* **INSTRUCTION**: Reproduce the data below verbatim from the line containing "drop a point: the green leaf" through its final line, and produce nothing more.

Pointing and labeling entries:
— start —

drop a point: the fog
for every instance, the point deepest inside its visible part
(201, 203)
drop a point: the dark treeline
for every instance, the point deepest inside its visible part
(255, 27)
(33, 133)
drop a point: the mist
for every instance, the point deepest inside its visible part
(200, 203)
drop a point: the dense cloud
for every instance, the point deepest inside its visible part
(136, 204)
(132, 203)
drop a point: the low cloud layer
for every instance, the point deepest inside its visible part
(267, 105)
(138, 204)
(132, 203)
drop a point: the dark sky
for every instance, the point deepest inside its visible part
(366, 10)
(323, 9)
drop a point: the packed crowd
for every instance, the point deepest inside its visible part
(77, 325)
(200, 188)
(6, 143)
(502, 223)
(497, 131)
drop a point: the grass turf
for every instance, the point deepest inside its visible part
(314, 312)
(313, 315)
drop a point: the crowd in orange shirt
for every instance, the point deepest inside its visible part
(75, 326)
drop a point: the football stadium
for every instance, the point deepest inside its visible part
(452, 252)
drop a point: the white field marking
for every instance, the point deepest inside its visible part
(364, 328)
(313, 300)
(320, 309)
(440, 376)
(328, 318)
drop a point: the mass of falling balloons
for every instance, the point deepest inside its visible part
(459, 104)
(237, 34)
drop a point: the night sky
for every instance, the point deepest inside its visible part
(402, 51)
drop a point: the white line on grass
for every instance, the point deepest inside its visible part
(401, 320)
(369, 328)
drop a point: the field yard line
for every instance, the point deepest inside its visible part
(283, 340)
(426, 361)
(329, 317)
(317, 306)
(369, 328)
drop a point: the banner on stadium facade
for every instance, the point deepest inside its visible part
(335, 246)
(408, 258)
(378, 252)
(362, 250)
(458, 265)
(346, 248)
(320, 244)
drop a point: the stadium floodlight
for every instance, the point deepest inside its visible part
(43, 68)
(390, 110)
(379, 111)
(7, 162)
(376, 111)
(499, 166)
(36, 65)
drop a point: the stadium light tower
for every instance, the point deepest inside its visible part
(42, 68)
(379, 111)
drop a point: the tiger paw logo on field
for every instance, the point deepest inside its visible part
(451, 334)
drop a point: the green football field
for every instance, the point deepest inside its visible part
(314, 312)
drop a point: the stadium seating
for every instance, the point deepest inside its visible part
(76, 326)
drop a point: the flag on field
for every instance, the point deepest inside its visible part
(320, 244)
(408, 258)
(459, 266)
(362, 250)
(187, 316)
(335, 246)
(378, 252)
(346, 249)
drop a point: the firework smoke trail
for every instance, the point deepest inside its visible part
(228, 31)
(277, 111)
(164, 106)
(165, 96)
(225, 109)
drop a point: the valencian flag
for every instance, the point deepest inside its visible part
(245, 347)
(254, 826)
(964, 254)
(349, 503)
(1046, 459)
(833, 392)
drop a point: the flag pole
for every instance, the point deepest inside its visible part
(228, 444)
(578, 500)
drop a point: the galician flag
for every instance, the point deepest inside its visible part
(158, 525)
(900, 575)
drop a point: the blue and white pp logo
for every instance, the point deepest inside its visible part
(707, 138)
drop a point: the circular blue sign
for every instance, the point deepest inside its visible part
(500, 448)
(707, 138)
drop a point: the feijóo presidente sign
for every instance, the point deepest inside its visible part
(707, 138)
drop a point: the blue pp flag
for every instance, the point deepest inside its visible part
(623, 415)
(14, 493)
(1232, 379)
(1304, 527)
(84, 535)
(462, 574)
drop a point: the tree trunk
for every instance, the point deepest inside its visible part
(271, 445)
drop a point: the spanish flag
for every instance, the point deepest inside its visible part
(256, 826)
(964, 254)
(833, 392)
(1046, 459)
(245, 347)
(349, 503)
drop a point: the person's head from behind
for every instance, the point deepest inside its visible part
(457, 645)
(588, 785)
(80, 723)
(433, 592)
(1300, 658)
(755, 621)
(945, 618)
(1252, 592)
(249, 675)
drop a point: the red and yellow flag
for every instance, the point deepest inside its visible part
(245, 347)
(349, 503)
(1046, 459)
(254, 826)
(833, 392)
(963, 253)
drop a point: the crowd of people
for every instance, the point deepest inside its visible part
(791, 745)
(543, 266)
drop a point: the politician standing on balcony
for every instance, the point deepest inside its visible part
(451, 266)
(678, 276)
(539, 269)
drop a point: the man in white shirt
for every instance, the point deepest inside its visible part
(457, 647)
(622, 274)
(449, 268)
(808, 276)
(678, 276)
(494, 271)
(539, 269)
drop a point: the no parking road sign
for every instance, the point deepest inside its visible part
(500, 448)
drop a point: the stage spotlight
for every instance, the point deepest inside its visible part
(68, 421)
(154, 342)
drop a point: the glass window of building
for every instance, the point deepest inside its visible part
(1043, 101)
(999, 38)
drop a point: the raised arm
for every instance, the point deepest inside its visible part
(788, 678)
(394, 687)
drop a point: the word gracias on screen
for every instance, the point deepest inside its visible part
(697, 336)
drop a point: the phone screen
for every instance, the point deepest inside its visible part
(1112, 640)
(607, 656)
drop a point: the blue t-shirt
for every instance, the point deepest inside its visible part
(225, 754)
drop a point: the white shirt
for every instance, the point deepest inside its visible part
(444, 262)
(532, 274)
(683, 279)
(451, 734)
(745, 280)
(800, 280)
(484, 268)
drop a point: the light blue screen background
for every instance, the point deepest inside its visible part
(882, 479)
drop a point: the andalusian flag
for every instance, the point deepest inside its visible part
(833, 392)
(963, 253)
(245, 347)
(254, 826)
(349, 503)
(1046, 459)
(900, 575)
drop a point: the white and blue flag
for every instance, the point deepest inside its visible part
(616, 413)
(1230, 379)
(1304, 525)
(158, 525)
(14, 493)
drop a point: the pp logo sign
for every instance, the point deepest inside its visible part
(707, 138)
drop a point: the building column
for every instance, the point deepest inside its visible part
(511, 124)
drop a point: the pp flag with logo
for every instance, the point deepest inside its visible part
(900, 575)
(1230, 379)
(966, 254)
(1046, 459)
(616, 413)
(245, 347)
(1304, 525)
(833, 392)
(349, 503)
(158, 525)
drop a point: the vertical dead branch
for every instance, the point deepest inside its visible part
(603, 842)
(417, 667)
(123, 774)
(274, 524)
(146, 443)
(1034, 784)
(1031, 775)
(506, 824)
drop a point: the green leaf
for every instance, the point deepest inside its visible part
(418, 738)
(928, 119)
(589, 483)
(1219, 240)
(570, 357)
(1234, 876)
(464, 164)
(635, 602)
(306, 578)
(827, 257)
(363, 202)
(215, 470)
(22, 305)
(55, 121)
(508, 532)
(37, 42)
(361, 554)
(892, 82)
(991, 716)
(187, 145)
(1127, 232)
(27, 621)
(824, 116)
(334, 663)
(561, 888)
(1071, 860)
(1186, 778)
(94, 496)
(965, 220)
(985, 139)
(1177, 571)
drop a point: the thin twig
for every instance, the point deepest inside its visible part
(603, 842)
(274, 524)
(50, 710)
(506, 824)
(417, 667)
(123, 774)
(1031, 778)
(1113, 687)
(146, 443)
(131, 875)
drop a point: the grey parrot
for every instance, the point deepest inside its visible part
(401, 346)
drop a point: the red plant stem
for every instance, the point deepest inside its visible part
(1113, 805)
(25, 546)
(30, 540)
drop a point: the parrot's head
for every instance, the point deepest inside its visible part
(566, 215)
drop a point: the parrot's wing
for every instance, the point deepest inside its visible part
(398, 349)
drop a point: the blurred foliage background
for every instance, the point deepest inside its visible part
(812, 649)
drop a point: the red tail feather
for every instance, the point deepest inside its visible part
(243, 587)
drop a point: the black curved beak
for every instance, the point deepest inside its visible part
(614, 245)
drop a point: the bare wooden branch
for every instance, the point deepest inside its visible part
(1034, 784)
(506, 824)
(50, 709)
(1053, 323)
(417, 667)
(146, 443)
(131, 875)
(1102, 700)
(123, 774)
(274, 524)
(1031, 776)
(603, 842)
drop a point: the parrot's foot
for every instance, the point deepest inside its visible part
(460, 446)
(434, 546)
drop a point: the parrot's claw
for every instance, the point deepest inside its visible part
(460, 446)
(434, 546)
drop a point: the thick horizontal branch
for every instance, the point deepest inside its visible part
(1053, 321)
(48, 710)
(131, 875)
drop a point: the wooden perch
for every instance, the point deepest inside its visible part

— end —

* **TASK RESPONSE**:
drop a point: the green leaf
for every instance, the point deepest inside its visible part
(418, 738)
(928, 119)
(589, 483)
(1219, 240)
(570, 357)
(1234, 876)
(464, 164)
(635, 602)
(306, 578)
(827, 257)
(363, 202)
(215, 470)
(22, 305)
(55, 121)
(508, 532)
(37, 42)
(361, 554)
(892, 82)
(991, 716)
(187, 145)
(1127, 232)
(27, 621)
(824, 116)
(334, 663)
(561, 888)
(1071, 860)
(1186, 778)
(94, 496)
(965, 220)
(985, 139)
(1177, 571)
drop a point: the thin twig
for every instance, the point deepest inside its visible part
(603, 842)
(274, 524)
(50, 710)
(506, 824)
(417, 667)
(123, 774)
(1031, 778)
(1113, 687)
(146, 443)
(131, 875)
drop a point: the grey parrot
for every instance, the point deepest inside its visible part
(401, 346)
drop a point: the red plant stem
for every instance, the point deepest inside its visible part
(1113, 805)
(25, 546)
(30, 540)
drop a point: the parrot's head
for every instance, the point deepest inside its visible part
(566, 215)
drop a point: the parrot's wing
for every instance, the point deepest inside its visible part
(398, 349)
drop a point: the blurred foliage background
for every instance, the point deepest inside its visible part
(812, 649)
drop a point: the red tail feather
for every instance, the point deepest inside its visible part
(243, 587)
drop a point: the black curved beak
for every instance, the point deepest inside its visible part
(614, 245)
drop a point: the bare wooden branch
for every instance, the point deepest inside its visible part
(1034, 784)
(506, 824)
(50, 709)
(1053, 323)
(417, 667)
(146, 443)
(131, 875)
(1102, 700)
(123, 774)
(274, 524)
(1031, 776)
(603, 842)
drop a point: the parrot's foot
for every instance, the point deepest inside its visible part
(460, 446)
(434, 546)
drop a point: the parrot's claw
for every instance, the point deepest inside its visible part
(460, 446)
(434, 546)
drop a point: the thick horizontal branch
for every instance, the point deepest inside its visible part
(1053, 321)
(48, 710)
(131, 875)
drop a point: the wooden perch
for every instance, the point deepest inside its visible part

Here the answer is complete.